Consigne A | Modifiez les enregistrements depuis leur début jusqu'à la ligne contenant "point(755, 213)", celle-ci comprise, en remplaçant "helmet visor" par "face shield". Laissez tout le reste inchangé.

Extrait du document |
Veuillez trouver ci-dessous quelques extraits du communiqué de la Cour de Justice de l’Union européenne.

Cour de justice de l’Union européenne

COMMUNIQUE DE PRESSE n° 163/20

Luxembourg, le 17 décembre 2020

Arrêt dans l’affaire C-336/19

Centraal Israëlitisch Consistorie van België e.a.

Afin de promouvoir le bien-être animal dans le cadre de l’abattage rituel, les États membres peuvent, sans méconnaître les droits fondamentaux consacrés par la Charte, imposer un procédé d’étourdissement réversible et insusceptible d’entraîner la mort de l’animal.

Enregistrements |
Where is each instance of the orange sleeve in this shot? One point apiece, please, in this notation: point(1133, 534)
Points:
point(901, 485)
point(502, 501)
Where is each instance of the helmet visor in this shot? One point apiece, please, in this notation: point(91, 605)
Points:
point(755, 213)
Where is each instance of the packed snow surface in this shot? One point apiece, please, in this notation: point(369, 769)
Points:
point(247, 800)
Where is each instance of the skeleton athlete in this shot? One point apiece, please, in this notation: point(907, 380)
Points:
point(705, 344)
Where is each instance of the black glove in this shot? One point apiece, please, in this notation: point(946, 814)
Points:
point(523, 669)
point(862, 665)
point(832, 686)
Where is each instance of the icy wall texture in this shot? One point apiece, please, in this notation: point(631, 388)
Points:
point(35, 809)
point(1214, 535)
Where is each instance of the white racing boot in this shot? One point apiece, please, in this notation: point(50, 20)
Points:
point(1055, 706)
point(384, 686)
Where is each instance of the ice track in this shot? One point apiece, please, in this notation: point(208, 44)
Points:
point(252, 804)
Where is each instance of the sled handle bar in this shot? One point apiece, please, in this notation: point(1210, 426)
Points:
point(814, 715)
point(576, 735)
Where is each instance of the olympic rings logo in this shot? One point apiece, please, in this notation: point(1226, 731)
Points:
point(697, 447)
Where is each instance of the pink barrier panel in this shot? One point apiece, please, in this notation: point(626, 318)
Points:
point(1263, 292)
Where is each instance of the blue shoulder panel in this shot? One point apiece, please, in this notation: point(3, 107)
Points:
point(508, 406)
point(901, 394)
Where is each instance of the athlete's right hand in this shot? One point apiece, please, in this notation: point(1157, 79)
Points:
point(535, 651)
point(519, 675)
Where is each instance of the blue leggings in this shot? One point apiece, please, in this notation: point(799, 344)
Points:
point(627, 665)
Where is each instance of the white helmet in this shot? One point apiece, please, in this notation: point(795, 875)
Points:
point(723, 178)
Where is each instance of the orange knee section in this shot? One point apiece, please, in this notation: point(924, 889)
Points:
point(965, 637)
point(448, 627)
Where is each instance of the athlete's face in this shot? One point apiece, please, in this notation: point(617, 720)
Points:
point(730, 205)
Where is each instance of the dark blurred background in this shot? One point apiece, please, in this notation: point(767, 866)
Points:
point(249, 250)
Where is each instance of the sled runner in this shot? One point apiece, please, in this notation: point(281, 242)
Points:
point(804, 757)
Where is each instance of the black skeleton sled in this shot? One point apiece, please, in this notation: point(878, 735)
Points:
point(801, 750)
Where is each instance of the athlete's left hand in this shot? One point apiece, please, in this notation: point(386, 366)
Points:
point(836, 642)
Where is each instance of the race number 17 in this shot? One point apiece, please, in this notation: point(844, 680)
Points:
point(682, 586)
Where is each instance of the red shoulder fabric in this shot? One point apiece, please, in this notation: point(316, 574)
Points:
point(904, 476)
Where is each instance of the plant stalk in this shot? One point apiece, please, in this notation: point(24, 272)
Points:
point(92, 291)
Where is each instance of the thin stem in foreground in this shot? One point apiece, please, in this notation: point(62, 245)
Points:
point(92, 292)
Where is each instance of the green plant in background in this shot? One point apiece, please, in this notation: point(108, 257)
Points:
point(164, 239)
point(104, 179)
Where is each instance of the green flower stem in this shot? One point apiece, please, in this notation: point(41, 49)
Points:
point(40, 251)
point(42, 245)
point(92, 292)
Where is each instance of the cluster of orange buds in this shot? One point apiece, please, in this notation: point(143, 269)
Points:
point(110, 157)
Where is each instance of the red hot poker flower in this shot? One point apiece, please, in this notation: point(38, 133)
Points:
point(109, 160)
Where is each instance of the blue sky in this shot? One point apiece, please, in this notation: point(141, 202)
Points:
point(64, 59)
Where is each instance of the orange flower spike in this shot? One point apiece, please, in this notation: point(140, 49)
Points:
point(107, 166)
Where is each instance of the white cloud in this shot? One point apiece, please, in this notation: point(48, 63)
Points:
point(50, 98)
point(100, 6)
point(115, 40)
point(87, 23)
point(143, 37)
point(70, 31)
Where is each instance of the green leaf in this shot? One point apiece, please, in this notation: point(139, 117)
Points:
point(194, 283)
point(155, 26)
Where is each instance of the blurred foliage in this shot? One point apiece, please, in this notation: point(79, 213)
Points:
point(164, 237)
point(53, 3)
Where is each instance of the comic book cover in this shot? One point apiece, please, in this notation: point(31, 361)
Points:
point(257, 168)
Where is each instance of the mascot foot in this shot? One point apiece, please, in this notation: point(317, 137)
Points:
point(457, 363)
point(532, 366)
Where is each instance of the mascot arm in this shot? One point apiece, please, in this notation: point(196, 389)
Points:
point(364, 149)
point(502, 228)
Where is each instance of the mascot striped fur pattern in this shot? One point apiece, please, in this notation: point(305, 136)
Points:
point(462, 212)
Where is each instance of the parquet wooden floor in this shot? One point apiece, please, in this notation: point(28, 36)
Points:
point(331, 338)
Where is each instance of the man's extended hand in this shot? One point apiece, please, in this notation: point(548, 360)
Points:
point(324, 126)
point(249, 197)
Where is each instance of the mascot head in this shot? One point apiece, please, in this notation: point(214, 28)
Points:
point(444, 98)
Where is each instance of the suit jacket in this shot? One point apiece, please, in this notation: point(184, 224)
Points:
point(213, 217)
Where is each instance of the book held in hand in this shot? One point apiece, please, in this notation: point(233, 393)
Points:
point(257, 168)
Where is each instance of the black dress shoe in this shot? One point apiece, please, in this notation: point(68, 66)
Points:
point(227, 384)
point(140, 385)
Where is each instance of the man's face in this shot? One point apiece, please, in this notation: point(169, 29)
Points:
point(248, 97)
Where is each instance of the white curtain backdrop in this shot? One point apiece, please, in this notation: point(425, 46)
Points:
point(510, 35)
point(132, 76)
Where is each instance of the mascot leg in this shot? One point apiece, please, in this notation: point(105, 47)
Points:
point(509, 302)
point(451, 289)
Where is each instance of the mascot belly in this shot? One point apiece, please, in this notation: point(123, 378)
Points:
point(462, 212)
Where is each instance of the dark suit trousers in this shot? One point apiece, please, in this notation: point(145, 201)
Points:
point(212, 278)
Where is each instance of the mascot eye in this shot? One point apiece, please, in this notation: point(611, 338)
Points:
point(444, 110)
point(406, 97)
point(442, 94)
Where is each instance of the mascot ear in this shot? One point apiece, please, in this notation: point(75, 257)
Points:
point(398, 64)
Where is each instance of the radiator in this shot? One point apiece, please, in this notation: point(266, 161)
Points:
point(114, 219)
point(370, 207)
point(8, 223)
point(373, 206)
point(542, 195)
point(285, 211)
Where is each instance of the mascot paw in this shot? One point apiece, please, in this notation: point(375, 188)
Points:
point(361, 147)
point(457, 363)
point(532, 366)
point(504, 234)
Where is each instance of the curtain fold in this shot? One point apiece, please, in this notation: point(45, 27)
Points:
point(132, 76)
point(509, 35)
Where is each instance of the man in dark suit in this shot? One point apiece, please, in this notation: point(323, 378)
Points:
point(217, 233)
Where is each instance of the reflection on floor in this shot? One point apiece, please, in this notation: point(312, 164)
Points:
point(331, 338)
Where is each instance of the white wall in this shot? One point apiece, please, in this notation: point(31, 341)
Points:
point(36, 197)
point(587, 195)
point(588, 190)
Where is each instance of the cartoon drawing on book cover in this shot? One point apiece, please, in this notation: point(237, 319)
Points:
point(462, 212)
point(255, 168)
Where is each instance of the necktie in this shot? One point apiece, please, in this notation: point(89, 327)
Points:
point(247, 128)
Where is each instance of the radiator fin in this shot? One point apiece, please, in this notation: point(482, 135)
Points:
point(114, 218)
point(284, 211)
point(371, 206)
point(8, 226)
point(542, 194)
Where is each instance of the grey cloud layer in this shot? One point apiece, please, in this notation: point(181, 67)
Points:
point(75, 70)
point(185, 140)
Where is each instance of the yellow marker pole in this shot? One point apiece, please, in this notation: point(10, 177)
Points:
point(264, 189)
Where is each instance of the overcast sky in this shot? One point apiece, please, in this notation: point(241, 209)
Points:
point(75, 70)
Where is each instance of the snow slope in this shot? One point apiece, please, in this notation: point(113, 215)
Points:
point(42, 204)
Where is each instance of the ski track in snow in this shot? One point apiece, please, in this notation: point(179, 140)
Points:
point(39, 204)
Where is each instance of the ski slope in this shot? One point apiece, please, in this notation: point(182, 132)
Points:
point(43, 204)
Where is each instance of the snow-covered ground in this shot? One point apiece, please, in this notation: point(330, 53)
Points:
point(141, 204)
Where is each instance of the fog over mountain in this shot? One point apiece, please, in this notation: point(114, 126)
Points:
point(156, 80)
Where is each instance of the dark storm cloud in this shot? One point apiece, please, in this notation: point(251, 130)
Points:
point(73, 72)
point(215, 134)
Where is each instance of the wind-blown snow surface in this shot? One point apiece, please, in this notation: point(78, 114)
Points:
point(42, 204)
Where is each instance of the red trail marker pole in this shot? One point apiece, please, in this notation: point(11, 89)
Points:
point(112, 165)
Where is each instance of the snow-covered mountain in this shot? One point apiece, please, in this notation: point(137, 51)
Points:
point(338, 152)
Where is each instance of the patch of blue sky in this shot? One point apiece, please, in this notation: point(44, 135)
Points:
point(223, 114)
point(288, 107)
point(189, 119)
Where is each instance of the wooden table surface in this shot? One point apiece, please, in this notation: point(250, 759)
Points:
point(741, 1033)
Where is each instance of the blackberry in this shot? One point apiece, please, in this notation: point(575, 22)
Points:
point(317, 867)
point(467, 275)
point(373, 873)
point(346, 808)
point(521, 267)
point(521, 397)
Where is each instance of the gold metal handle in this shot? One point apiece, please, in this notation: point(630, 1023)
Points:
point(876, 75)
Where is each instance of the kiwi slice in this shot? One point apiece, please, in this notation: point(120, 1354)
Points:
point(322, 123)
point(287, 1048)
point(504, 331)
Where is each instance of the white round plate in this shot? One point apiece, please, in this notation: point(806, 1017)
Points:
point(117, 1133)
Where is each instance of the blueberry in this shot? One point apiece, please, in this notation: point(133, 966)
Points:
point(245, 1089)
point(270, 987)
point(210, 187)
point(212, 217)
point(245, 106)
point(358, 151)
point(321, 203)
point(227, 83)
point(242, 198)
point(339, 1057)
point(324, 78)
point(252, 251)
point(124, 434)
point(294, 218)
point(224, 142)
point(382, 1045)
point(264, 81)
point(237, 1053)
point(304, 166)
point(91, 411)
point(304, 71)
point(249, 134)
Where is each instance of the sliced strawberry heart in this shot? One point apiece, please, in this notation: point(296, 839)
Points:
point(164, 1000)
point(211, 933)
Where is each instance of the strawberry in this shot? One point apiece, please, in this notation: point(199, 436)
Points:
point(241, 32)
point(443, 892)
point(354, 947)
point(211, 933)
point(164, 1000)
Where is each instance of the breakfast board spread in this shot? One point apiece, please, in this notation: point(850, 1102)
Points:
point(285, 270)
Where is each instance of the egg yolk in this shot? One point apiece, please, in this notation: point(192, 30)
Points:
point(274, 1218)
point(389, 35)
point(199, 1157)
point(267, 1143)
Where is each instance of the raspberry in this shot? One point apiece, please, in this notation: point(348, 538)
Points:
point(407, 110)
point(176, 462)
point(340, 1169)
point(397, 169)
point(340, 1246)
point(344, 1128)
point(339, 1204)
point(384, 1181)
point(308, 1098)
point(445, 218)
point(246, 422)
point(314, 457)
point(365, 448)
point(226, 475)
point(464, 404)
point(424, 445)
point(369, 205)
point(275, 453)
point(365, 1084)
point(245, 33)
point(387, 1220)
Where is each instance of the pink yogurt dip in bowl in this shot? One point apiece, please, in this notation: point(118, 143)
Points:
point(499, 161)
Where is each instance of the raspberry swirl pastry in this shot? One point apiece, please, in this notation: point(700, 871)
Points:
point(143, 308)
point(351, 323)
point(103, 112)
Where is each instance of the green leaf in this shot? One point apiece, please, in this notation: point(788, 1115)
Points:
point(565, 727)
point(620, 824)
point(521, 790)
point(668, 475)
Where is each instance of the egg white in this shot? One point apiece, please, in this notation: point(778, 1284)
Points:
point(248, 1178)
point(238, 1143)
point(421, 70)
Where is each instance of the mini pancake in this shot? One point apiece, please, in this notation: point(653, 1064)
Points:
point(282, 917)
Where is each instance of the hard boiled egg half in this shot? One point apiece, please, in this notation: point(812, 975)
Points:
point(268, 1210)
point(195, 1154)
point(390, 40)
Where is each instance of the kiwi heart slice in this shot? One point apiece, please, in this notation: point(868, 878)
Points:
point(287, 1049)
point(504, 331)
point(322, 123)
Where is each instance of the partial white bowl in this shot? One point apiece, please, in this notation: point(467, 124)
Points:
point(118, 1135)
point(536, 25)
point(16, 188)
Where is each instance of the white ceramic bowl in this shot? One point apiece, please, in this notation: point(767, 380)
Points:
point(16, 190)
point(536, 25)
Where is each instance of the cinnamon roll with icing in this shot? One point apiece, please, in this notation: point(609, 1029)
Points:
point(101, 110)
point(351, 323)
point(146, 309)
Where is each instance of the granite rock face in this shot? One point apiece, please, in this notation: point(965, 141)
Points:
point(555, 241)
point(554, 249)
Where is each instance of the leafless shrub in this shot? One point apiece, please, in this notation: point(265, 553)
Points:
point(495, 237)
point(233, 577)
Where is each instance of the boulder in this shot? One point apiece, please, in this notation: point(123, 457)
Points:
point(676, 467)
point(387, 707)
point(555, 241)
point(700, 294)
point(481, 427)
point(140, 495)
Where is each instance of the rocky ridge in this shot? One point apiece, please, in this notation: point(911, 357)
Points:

Consigne B | Recopiez mot pour mot le passage du communiqué sur l'abattage rituel, en commençant par "Arrêt dans l’affaire" et en allant jusqu'à "mort de l’animal.".

Réponse attendue A |
Where is each instance of the orange sleeve in this shot? One point apiece, please, in this notation: point(1133, 534)
Points:
point(901, 485)
point(502, 501)
Where is each instance of the face shield in this shot? One point apiece, please, in this notation: point(91, 605)
Points:
point(755, 213)

Réponse attendue B |
Arrêt dans l’affaire C-336/19

Centraal Israëlitisch Consistorie van België e.a.

Afin de promouvoir le bien-être animal dans le cadre de l’abattage rituel, les États membres peuvent, sans méconnaître les droits fondamentaux consacrés par la Charte, imposer un procédé d’étourdissement réversible et insusceptible d’entraîner la mort de l’animal.